=== EXERCISE INSTRUCTIONS ===
Collect each line in the rows below that contains the word "water" and copy it out in full.

=== MATERIAL ===
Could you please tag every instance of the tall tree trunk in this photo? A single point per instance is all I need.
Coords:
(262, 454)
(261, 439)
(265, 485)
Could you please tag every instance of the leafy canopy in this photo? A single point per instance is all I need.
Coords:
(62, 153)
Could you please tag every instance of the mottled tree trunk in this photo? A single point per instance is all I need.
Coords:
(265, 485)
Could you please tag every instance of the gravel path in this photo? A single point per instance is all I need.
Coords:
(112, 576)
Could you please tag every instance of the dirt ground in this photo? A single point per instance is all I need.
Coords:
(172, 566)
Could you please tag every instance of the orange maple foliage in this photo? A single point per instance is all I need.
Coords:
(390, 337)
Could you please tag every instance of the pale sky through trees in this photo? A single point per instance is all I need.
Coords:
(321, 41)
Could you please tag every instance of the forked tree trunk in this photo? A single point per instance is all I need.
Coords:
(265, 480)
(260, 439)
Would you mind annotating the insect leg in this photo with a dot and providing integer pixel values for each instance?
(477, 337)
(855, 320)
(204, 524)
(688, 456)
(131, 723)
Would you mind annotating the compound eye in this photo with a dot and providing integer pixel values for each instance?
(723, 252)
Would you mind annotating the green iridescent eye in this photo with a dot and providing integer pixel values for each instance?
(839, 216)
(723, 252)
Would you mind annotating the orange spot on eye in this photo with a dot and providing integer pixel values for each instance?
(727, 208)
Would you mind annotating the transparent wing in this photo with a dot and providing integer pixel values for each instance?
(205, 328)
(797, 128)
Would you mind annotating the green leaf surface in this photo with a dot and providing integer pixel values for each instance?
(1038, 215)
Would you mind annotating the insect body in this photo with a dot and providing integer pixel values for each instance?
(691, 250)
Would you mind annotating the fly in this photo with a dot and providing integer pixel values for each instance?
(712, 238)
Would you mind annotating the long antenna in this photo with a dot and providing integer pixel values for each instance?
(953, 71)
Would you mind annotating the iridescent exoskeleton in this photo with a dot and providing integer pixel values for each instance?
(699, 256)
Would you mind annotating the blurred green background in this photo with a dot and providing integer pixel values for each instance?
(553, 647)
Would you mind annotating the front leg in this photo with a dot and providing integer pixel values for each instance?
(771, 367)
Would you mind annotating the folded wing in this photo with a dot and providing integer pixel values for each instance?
---
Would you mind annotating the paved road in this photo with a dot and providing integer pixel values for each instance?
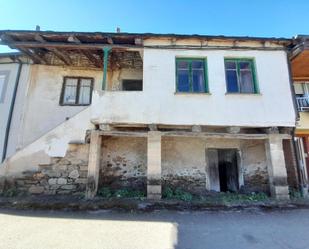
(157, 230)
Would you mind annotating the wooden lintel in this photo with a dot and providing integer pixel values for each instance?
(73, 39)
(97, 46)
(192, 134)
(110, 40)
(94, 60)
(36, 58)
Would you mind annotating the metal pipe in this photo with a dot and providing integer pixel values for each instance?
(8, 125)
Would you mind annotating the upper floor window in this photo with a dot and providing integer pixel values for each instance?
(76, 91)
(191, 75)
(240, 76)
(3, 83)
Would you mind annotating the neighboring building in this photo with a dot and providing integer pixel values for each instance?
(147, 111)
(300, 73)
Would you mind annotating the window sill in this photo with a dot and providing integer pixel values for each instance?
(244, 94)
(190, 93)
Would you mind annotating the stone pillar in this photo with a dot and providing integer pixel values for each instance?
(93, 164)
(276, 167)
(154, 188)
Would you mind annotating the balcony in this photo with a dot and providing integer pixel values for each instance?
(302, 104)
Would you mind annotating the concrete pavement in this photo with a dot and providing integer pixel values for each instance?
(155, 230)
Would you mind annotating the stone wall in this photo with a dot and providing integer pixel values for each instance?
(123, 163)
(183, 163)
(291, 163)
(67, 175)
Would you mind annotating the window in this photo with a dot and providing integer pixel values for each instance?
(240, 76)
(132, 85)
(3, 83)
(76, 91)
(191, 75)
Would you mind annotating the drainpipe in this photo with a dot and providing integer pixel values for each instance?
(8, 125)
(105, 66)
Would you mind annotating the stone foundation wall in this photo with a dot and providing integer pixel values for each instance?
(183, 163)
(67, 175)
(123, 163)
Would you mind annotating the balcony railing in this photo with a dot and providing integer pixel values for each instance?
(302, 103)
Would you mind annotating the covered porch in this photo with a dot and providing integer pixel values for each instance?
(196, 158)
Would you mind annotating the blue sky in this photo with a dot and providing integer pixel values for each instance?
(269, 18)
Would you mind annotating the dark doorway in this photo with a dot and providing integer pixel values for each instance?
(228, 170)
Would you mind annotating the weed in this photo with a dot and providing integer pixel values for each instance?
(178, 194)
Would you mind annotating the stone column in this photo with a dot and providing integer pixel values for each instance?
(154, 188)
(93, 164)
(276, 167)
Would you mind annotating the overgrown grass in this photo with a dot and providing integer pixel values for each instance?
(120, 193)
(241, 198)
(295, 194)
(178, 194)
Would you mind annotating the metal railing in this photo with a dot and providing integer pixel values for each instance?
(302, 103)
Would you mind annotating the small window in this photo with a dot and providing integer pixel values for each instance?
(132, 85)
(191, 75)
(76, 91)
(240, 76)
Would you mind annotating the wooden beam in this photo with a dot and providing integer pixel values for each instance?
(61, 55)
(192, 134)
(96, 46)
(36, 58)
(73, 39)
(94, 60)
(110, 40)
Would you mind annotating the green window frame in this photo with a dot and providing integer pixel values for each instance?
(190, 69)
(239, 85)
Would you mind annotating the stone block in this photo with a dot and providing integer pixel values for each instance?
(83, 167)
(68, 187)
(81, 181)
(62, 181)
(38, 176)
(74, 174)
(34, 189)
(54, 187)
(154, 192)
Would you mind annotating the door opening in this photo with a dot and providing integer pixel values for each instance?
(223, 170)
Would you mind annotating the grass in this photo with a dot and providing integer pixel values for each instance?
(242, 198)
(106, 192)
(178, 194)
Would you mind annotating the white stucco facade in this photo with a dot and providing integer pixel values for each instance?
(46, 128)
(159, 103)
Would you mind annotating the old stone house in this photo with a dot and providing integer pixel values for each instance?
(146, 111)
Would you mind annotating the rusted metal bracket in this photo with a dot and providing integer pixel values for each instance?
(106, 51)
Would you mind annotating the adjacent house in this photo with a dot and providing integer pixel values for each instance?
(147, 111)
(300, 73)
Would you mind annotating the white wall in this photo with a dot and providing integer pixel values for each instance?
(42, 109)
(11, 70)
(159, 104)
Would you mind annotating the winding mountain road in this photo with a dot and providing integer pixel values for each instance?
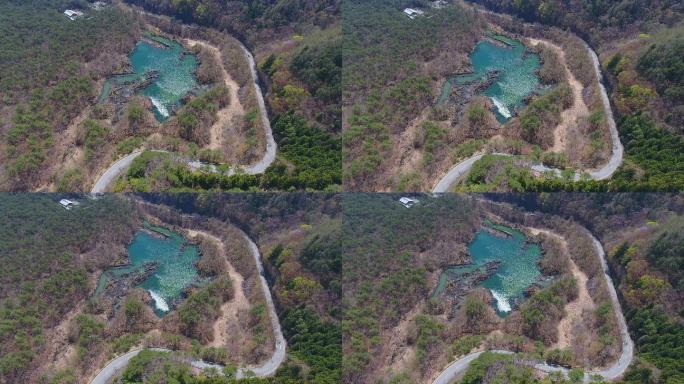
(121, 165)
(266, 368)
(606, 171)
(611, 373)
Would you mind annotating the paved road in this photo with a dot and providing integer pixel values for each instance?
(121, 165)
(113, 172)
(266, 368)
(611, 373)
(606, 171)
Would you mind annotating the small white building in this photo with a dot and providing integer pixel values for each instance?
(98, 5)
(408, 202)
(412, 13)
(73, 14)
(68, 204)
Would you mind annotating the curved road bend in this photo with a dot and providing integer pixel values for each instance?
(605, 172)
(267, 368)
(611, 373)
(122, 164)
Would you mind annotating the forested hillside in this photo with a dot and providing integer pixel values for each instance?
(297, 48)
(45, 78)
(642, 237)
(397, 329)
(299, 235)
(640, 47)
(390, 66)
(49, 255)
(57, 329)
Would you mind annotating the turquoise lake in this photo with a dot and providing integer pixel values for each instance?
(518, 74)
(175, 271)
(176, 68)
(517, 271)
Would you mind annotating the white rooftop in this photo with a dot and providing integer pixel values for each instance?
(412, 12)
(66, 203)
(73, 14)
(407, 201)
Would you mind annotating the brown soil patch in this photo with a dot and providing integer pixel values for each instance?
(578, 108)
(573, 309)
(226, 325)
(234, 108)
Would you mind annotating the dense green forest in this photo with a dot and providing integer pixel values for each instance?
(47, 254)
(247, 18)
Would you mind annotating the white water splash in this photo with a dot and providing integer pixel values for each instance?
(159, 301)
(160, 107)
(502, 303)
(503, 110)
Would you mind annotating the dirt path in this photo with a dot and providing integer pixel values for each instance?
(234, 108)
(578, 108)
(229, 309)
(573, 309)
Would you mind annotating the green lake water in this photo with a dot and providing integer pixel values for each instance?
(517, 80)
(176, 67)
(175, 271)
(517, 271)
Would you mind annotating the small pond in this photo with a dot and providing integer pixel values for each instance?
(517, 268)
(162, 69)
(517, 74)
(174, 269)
==
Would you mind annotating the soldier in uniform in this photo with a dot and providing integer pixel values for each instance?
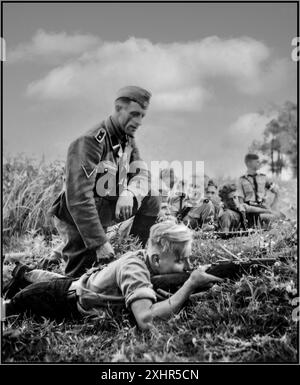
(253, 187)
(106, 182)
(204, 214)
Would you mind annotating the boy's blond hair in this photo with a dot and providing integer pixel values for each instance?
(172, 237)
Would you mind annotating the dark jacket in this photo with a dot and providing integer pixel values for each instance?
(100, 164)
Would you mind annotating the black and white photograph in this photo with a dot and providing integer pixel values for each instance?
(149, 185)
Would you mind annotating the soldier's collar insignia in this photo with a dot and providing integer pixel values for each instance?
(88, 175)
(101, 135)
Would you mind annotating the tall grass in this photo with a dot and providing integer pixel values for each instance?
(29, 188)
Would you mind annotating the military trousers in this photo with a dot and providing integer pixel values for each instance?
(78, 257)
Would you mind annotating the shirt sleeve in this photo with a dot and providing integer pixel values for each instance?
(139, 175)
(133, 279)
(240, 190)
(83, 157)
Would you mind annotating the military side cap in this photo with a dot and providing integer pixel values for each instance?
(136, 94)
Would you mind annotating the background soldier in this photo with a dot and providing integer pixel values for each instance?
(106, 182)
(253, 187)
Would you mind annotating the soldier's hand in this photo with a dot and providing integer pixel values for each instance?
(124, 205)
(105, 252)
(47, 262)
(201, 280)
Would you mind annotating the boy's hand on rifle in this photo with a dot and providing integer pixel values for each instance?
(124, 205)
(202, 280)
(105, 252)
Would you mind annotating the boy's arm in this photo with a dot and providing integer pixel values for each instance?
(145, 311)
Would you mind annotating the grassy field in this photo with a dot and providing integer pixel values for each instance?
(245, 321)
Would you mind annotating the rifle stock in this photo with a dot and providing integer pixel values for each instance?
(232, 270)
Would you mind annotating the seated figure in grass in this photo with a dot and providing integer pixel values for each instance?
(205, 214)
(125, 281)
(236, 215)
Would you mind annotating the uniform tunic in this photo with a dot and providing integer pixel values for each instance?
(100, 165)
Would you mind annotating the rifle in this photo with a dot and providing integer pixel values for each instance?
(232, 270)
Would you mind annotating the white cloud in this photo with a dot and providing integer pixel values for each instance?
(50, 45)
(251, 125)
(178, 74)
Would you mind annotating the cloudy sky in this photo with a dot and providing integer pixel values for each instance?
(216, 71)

=== EXERCISE SOLUTION ===
Would you mind annotating the white water splash in this photo with a dot and providing integer pixel values for each instance?
Would you mind annotating the green lake water in this photo with a dot and providing integer pixel values for each instance?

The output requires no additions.